■ Task directions: Pull out every line in the rows below that contains the word "river" and copy each one whole. Capital and small letters must match.

[Records start]

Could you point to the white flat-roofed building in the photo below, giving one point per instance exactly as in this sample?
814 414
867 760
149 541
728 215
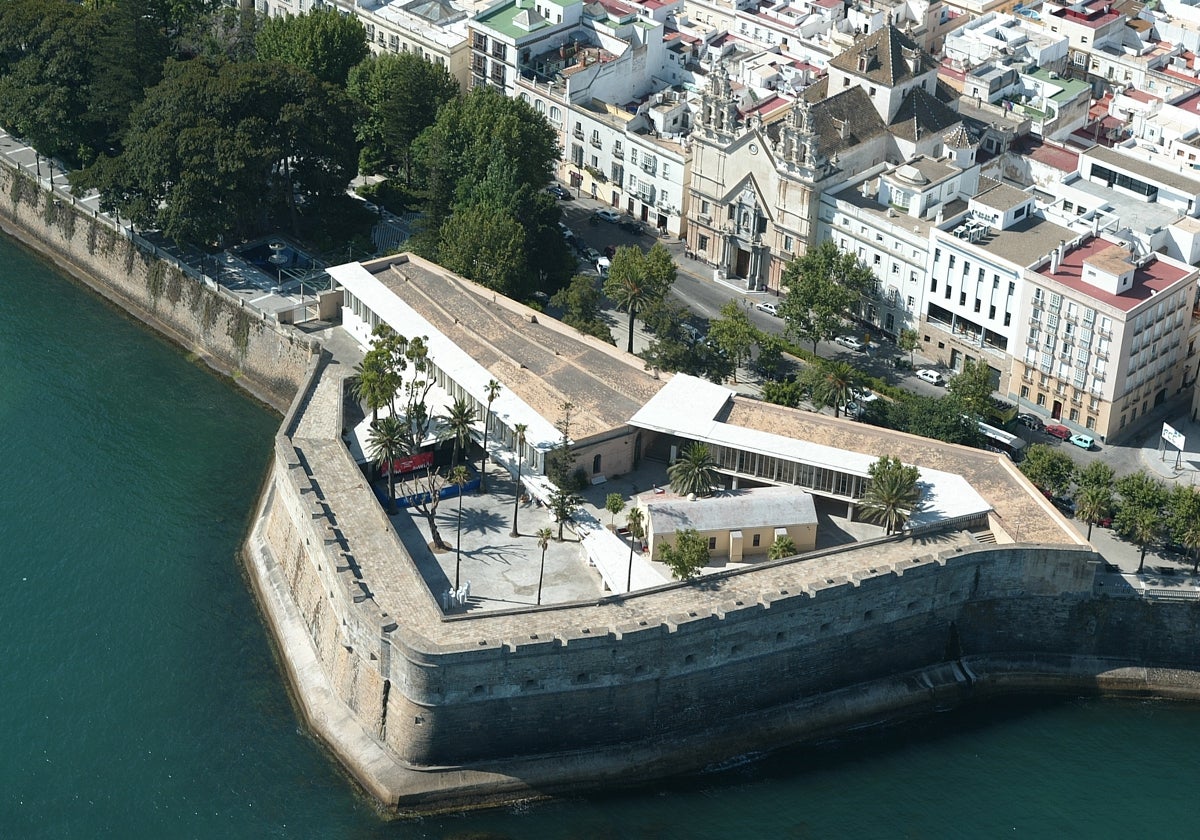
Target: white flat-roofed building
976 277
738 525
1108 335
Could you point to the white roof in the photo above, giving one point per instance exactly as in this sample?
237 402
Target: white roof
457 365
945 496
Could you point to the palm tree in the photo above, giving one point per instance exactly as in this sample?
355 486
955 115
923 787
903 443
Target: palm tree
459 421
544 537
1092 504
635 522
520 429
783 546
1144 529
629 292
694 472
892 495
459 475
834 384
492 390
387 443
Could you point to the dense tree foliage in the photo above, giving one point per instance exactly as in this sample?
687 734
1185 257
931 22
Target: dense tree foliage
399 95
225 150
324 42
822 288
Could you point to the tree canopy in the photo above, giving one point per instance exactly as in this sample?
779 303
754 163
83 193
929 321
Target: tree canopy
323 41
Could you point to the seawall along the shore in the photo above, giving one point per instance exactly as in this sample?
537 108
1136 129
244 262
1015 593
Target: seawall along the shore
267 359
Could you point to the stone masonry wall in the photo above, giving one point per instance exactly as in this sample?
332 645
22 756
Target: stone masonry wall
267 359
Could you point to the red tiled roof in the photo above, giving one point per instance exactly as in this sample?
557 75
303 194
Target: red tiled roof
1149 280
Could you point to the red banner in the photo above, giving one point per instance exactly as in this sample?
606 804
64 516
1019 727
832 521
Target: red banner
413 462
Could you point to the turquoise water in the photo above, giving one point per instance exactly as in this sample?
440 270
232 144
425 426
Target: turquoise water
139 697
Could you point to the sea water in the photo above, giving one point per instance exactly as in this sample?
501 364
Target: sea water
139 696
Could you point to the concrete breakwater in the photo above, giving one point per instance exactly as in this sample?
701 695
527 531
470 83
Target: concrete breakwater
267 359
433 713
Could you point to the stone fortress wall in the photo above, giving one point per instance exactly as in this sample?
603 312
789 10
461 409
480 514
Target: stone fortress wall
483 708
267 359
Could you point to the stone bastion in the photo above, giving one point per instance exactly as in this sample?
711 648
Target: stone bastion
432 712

[Records end]
[Records start]

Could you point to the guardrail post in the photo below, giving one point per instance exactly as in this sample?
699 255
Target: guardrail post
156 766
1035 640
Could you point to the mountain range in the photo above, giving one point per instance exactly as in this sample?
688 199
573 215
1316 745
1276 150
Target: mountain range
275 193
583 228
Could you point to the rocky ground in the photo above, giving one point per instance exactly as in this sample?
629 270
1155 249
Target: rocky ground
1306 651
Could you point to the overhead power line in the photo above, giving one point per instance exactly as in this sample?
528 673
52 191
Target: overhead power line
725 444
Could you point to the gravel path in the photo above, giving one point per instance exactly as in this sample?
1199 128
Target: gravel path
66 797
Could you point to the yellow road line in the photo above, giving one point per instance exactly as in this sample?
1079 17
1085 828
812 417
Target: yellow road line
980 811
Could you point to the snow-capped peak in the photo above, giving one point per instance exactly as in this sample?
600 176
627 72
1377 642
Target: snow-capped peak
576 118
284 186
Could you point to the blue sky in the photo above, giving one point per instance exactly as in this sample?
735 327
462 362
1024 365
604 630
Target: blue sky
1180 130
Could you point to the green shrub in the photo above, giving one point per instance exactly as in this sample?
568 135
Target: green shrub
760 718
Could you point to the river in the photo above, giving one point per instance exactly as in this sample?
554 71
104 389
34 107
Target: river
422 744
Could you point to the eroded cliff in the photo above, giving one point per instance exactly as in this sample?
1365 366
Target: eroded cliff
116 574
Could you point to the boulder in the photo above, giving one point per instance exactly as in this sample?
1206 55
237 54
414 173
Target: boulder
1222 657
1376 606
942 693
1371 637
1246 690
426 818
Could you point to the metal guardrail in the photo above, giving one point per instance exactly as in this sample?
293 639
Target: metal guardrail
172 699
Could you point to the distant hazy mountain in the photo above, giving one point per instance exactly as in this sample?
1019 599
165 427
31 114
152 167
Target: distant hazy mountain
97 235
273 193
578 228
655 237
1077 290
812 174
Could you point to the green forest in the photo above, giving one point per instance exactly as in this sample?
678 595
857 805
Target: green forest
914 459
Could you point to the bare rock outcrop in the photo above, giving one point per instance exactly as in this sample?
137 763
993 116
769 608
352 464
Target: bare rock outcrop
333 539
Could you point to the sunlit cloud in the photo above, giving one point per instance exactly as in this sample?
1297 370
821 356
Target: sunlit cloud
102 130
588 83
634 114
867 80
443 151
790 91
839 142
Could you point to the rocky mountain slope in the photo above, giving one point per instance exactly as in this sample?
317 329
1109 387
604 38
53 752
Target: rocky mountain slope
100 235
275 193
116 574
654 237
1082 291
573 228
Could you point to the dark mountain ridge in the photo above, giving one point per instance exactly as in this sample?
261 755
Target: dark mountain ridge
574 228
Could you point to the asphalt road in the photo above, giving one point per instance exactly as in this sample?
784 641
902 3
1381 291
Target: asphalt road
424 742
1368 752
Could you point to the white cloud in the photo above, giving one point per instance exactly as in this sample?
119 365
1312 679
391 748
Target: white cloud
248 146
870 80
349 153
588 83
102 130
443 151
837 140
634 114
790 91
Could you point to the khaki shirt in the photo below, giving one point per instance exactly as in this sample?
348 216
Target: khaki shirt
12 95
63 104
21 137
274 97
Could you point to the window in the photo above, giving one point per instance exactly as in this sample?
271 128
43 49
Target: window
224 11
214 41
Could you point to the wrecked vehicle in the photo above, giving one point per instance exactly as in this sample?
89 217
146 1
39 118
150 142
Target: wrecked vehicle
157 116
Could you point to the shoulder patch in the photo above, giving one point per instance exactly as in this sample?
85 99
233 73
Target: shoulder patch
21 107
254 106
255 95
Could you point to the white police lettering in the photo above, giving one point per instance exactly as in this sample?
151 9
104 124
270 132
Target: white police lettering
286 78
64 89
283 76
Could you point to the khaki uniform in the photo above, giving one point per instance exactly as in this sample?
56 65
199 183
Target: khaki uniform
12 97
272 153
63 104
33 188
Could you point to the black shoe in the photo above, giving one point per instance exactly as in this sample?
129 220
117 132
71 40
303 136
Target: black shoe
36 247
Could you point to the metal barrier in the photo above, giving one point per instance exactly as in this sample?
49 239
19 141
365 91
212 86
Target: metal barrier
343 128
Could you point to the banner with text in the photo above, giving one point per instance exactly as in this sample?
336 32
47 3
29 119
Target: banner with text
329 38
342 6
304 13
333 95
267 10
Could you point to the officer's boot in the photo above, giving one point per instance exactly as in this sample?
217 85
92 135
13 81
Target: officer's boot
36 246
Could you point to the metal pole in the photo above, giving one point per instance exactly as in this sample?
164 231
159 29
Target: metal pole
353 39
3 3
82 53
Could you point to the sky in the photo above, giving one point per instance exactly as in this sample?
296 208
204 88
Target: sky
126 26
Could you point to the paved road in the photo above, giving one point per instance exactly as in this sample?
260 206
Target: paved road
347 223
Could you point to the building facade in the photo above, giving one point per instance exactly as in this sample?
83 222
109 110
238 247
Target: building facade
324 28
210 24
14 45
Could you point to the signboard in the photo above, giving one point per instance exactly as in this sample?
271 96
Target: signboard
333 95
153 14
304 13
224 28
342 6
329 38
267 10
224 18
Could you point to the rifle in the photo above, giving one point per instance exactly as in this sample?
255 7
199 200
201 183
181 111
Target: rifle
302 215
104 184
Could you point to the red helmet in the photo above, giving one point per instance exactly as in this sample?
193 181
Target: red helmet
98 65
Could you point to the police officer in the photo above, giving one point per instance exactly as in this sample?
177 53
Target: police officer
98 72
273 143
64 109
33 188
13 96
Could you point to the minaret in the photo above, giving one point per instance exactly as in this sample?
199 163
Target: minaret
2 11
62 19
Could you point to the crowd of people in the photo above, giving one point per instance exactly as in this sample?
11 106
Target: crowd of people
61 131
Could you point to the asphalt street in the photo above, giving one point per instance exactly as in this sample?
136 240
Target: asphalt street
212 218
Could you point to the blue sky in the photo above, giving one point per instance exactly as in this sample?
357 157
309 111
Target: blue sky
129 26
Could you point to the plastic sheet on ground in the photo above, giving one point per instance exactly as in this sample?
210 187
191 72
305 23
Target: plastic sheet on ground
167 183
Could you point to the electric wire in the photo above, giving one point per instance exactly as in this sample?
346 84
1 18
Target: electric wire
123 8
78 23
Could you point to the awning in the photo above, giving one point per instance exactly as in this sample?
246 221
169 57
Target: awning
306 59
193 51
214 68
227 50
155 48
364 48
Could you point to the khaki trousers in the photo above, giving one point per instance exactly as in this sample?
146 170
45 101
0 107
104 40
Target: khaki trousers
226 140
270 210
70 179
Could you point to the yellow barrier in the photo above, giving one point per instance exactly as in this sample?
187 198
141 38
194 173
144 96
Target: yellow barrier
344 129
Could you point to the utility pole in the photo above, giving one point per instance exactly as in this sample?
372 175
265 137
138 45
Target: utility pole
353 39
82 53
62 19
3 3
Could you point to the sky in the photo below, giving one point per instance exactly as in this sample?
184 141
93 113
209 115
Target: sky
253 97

[Records end]

■ Reply:
Could you point to the river in the photo above, giving one point per instance exactly as in this sample?
Target: river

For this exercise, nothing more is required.